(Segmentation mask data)
++++++++++

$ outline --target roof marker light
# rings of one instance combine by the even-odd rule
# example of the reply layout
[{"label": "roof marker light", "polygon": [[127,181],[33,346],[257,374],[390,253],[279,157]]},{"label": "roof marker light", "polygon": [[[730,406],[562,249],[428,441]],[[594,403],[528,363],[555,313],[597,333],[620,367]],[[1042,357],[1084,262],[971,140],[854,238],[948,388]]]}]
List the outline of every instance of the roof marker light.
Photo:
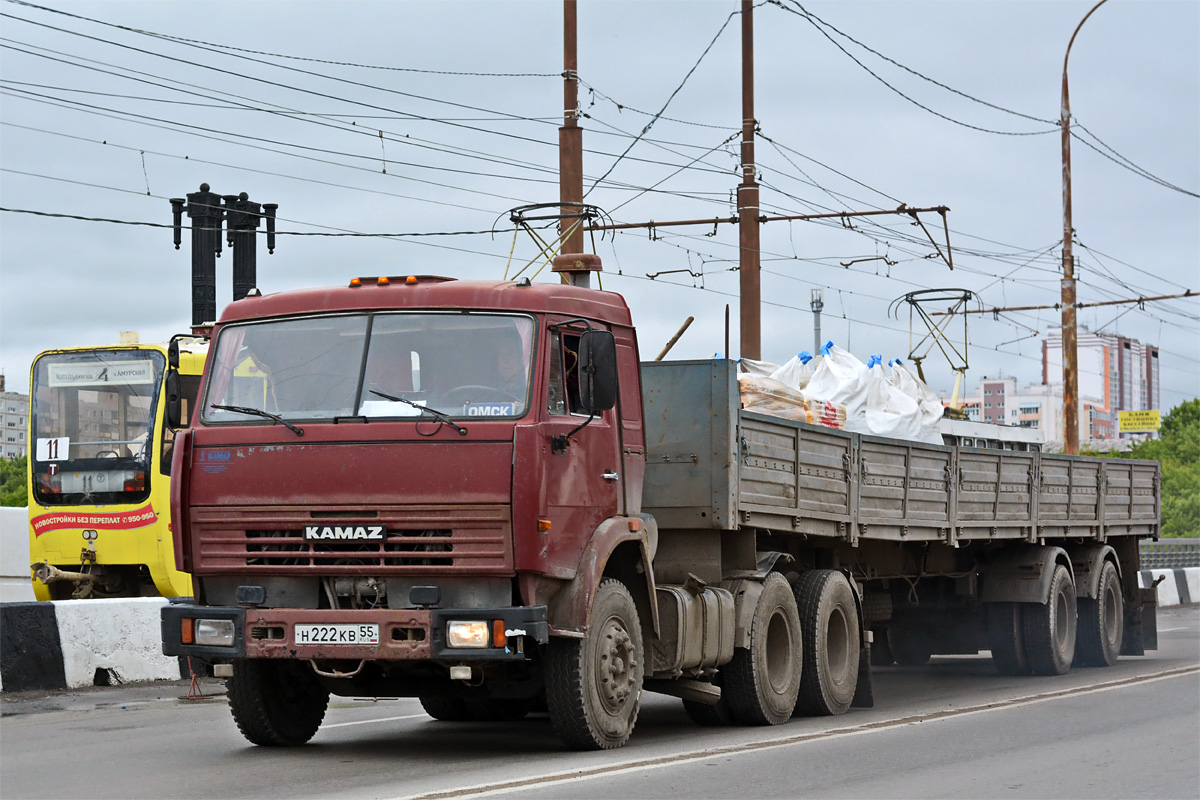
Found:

++++++++++

Could you say how many lines of the entries contain the string "marker"? Only the number should be given.

3